* Start EXTRACTED DATA *

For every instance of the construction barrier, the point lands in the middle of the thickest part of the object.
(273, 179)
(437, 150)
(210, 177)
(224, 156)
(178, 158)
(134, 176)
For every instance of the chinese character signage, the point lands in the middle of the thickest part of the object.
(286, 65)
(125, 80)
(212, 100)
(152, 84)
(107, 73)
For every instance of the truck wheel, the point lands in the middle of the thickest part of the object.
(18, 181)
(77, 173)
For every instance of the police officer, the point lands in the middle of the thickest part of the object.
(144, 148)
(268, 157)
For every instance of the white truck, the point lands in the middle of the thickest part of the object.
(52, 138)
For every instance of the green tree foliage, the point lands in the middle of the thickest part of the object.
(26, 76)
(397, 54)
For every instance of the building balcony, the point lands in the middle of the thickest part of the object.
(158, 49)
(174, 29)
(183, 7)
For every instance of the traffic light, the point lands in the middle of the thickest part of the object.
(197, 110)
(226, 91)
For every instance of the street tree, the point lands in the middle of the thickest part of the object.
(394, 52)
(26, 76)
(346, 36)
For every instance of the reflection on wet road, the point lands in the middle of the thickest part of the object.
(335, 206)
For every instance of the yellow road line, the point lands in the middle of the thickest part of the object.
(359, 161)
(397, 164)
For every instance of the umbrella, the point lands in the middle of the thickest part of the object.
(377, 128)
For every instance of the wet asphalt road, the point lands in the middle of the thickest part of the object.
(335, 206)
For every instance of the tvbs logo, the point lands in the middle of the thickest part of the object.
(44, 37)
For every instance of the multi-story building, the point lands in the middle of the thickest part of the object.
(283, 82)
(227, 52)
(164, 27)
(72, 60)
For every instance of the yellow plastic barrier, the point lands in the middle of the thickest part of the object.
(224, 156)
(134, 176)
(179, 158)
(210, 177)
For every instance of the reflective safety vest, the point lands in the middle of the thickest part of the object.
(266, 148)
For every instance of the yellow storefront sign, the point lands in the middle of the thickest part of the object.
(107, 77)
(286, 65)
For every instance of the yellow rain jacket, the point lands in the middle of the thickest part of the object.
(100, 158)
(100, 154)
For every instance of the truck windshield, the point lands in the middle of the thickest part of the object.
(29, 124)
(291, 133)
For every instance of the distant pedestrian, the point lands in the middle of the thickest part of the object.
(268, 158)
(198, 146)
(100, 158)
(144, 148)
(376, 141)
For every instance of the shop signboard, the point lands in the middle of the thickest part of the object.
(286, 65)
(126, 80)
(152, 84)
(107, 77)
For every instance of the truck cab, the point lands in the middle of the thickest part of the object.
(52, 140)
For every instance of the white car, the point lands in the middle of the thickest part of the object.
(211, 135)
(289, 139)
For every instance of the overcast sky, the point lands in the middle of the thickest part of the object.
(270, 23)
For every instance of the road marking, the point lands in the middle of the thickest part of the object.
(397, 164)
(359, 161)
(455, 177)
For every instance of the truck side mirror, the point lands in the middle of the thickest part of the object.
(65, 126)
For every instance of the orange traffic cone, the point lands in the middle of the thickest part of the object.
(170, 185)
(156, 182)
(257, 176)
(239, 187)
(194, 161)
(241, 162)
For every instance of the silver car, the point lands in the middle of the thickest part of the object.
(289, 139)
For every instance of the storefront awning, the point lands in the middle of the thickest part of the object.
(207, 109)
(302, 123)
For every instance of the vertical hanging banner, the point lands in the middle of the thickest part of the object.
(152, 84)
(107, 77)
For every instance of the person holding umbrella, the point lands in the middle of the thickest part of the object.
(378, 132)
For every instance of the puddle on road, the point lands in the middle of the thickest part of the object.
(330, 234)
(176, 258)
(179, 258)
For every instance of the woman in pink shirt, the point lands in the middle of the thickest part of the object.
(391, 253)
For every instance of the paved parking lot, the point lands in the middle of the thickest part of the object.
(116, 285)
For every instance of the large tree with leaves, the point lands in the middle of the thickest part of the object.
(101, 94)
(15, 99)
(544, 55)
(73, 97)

* End EXTRACTED DATA *

— AIM —
Rewrite the stretch from the line containing "For every instance of the large" through the end of the records, swapping "large" for "tall" and leaving everything else unchanged.

— WORKED SOLUTION —
For every instance of the tall tree with leaves, the point lands in the middle of the thickest part of the object.
(101, 94)
(15, 99)
(544, 55)
(73, 97)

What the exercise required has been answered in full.